What this task involves: Could you repeat the records below exactly as written?
+-------+
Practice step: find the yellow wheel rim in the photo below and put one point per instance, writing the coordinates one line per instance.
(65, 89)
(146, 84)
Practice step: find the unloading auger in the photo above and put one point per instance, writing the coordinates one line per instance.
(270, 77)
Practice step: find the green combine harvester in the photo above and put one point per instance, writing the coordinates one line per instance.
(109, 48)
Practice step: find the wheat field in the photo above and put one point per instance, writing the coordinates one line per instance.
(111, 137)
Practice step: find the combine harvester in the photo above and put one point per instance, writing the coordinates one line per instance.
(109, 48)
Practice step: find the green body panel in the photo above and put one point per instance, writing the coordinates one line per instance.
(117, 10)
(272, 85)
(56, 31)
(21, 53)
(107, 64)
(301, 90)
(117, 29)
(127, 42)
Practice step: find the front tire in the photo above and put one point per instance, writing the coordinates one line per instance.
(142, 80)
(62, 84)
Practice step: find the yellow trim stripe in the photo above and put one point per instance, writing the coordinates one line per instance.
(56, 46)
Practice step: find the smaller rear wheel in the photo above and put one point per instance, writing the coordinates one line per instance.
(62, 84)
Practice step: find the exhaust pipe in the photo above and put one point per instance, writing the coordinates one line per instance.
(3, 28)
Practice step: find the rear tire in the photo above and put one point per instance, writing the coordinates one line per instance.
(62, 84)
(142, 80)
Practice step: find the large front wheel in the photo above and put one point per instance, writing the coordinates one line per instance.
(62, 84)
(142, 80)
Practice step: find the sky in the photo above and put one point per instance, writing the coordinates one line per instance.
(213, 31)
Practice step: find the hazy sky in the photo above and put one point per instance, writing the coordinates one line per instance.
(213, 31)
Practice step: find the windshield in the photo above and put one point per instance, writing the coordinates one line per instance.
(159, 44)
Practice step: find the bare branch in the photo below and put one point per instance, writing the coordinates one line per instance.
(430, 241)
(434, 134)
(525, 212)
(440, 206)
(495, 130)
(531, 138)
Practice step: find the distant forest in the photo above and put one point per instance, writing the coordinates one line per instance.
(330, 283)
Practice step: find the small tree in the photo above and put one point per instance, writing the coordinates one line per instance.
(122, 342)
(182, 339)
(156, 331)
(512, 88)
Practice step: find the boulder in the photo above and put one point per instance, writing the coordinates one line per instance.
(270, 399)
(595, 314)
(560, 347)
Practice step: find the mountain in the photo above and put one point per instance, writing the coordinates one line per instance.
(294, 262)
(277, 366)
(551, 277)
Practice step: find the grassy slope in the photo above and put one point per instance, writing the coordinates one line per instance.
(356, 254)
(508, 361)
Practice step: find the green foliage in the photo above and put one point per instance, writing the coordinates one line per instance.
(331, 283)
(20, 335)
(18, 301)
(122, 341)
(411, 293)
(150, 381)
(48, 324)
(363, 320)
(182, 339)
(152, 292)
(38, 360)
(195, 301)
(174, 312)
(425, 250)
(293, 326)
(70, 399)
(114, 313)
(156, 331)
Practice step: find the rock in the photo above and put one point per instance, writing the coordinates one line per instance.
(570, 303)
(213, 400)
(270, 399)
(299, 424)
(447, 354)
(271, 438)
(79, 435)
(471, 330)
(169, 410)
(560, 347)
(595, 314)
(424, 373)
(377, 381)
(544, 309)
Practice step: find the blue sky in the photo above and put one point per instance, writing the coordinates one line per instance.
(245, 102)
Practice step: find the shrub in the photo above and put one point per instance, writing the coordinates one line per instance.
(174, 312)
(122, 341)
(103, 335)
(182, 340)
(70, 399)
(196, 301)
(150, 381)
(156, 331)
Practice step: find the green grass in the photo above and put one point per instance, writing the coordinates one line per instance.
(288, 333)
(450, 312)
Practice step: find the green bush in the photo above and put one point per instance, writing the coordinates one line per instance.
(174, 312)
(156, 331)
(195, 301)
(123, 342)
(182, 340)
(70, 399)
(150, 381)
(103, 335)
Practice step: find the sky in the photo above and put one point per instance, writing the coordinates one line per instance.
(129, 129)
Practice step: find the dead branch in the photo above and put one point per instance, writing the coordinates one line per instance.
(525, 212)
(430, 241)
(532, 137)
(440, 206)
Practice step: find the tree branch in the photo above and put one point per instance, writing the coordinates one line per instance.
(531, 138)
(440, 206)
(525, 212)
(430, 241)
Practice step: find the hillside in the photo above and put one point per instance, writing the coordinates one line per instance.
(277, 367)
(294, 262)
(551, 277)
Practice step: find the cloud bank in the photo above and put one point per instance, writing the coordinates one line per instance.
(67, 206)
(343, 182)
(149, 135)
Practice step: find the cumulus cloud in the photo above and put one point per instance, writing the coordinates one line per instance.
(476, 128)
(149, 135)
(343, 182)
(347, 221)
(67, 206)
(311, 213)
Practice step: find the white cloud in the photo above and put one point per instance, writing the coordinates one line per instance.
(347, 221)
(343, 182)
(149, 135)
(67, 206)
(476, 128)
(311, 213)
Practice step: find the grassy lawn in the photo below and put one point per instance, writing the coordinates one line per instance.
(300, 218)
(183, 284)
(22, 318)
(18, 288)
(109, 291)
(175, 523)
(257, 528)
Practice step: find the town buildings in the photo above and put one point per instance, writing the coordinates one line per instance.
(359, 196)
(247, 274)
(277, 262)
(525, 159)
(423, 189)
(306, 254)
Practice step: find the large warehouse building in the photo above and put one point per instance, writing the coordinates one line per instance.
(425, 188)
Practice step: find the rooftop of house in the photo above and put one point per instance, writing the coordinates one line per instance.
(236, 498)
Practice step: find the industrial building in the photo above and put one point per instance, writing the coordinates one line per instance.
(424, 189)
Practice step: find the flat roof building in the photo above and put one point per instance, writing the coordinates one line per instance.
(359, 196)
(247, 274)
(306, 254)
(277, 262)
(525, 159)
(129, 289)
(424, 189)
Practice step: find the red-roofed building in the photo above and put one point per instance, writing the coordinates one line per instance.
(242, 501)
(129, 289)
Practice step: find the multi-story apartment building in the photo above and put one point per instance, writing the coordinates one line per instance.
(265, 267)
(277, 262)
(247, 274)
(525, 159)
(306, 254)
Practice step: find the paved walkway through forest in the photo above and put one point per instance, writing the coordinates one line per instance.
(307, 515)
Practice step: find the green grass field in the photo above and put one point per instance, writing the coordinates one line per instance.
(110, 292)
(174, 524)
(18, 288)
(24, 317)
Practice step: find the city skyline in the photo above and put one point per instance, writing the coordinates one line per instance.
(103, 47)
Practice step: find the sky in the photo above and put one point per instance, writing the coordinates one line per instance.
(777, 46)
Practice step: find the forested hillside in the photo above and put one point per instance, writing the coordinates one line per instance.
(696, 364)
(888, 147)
+-------+
Result of the exercise:
Practice step: find the yellow wheel rim in the photo below and put one point per instance, writing the coordinates one line per instance.
(65, 89)
(146, 84)
Practice step: find the unloading auger in the photo above and put one point per instance, writing the coordinates one line per instance.
(270, 77)
Practice step: find the green combine harvester in the photo above and put one point per instance, writing the coordinates one line per instance.
(109, 48)
Practice step: find the wheat field in the photo above and put one point per instance, writing the coordinates one line per instance.
(111, 137)
Practice step: find the combine harvester in the photo above and put one point per instance, writing the coordinates one line per instance.
(109, 48)
Practice step: find the green body panel in the photo above and put one point per instance, writing the coordinates one line per instance.
(117, 10)
(272, 85)
(56, 31)
(21, 53)
(107, 64)
(301, 90)
(117, 29)
(127, 42)
Practice step: find the front tire in the photo above and put one point per instance, writing the coordinates one line per instance.
(142, 80)
(62, 84)
Practice step: find the yellow trim stripe in the photo above and put one point per instance, writing the coordinates one line per instance.
(56, 46)
Practice step: find the smaller rear wheel in the photo above and put one point per instance, writing the coordinates one line per instance.
(62, 84)
Practice step: find the exhaust pipe in the photo above and put one point per instance, writing the coordinates one line per instance.
(3, 28)
Practice step: find the rear tire in the photo above and put one point per instance, writing the coordinates one line per instance.
(62, 84)
(142, 80)
Practice step: find the large front wheel in the photo above and put one point per instance, writing the coordinates one line per instance.
(62, 84)
(142, 80)
Practice step: find the sky in the photo above and put one point per instance, writing the coordinates one line per instance.
(213, 31)
Practice step: find the hazy sky in the photo above and put one point per instance, writing the coordinates one line per instance.
(213, 31)
Practice step: find the windshield in the photo above and put one point per instance, writing the coordinates one line per instance.
(159, 44)
Practice step: find the bare branch in the photo below and put one point per instance, writing the coordinates one line per instance.
(430, 241)
(434, 134)
(525, 212)
(440, 206)
(495, 130)
(531, 138)
Practice step: find the distant forest in the photo above and put one point per instance, writing the coordinates one line per instance.
(330, 283)
Practice step: find the small tree in the photo above and put one point per instance, writing the coordinates one line per instance.
(122, 342)
(182, 339)
(156, 331)
(512, 88)
Practice step: find the boulder in the photo above and put one point per instance, writing the coordinates one line per instance.
(270, 399)
(595, 314)
(560, 347)
Practice step: find the mountain in the photo above and put one point per instance, writing the coordinates one line per instance.
(294, 262)
(277, 366)
(551, 277)
Practice step: find the grassy slope in the photo above and put one point per instance, writing the coordinates one line per instance.
(356, 254)
(508, 361)
Practice step: find the green foliage in the photo above and put one point per instance, writing the coordinates one line per instance.
(331, 283)
(20, 335)
(18, 301)
(122, 341)
(411, 293)
(150, 381)
(48, 324)
(363, 320)
(182, 339)
(152, 292)
(38, 360)
(195, 301)
(174, 312)
(425, 250)
(293, 326)
(70, 399)
(114, 313)
(156, 331)
Practice step: find the rock in the photo above and put one point per instance, writing the coordinates one line per instance.
(570, 303)
(213, 400)
(270, 399)
(299, 424)
(447, 354)
(271, 438)
(79, 435)
(471, 330)
(169, 410)
(560, 347)
(595, 314)
(424, 373)
(377, 381)
(544, 309)
Practice step: find the blue sky in the photo above and put one point per instance, writing the coordinates one line per instance.
(245, 102)
Practice step: find the shrub in the photo above and put one point per instance, writing the coordinates one line per instance.
(174, 312)
(122, 341)
(103, 335)
(182, 340)
(70, 399)
(196, 301)
(150, 381)
(156, 331)
Practice step: find the green grass in the photo above and put one point per instance, writing the coordinates one line per instance.
(288, 333)
(450, 312)
Practice step: find the green bush in the photo above and put one point per instance, writing the coordinates one line per instance.
(174, 312)
(156, 331)
(195, 301)
(123, 342)
(182, 340)
(70, 399)
(150, 381)
(103, 335)
Practice step: find the sky in the photo above and put one point per instance, writing the coordinates one line per instance.
(129, 129)
Practice step: find the dead branch in the photo above and put one point per instance, writing the coordinates one line per instance.
(525, 212)
(430, 241)
(532, 137)
(440, 206)
Practice step: find the tree branch in the photo above and put one point per instance, writing the coordinates one line per instance.
(531, 138)
(440, 206)
(525, 212)
(430, 241)
Practice step: find the hillside in the photo above and put one point per instance, writing the coordinates one line per instance.
(277, 367)
(294, 262)
(551, 277)
Practice step: find the cloud bank in the photo above and put one point per instance, writing the coordinates one line per instance.
(67, 206)
(343, 182)
(149, 135)
Practice step: find the cumulus cloud in the photo above and put one point per instance, writing the coordinates one line per instance.
(476, 128)
(149, 135)
(343, 182)
(347, 221)
(67, 206)
(311, 213)
Practice step: find the white cloud in the photo above and put one point per instance, writing the coordinates one line per instance.
(347, 221)
(343, 182)
(149, 135)
(67, 206)
(476, 128)
(311, 213)
Practice step: find the grassy lawn in the photo below and put one point per instance, writing the coordinates one line per instance.
(300, 218)
(183, 284)
(22, 318)
(18, 288)
(109, 291)
(175, 523)
(257, 528)
Practice step: find the town buildings in the photo above and put one point per instance, writing the coordinates one line per instance.
(359, 196)
(247, 274)
(277, 262)
(525, 159)
(423, 189)
(306, 254)
Practice step: find the large warehouse building in the photo above and put one point per instance, writing the coordinates one line per instance.
(425, 188)
Practice step: find the rooftop of house in the photo above and put one point per instance, writing the coordinates one line per instance.
(236, 498)
Practice step: find the industrial building in the photo above and put one point per instance, writing the coordinates one line per instance.
(424, 189)
Practice step: find the flat roof building in the photo above and put one point per instance, writing the coordinates one line per instance.
(359, 196)
(247, 274)
(306, 254)
(277, 262)
(525, 159)
(129, 289)
(424, 189)
Practice step: find the red-roofed building in the photo above and put one point per instance, writing the coordinates one line per instance.
(242, 501)
(129, 289)
Practice step: find the multi-story apartment building in the photo above and put one point per instance, writing the coordinates one line per instance.
(265, 267)
(277, 262)
(247, 274)
(525, 159)
(306, 254)
Practice step: find the paved walkway through forest in the photo above and put one point per instance, writing the coordinates one line per instance.
(307, 515)
Practice step: find the green grass field in the photo above and put one point per instance, writing the coordinates one line per instance.
(110, 292)
(174, 524)
(18, 288)
(24, 317)
Practice step: find the city skyline in the photo above and put one point per instance, writing the coordinates one line per instance.
(103, 47)
Practice step: find the sky in the photo above and put one point per instance, writing the coordinates one line per instance.
(777, 46)
Practice step: find the forested hillside in the photo above and put one point per instance, writing the coordinates one line per instance.
(696, 364)
(888, 147)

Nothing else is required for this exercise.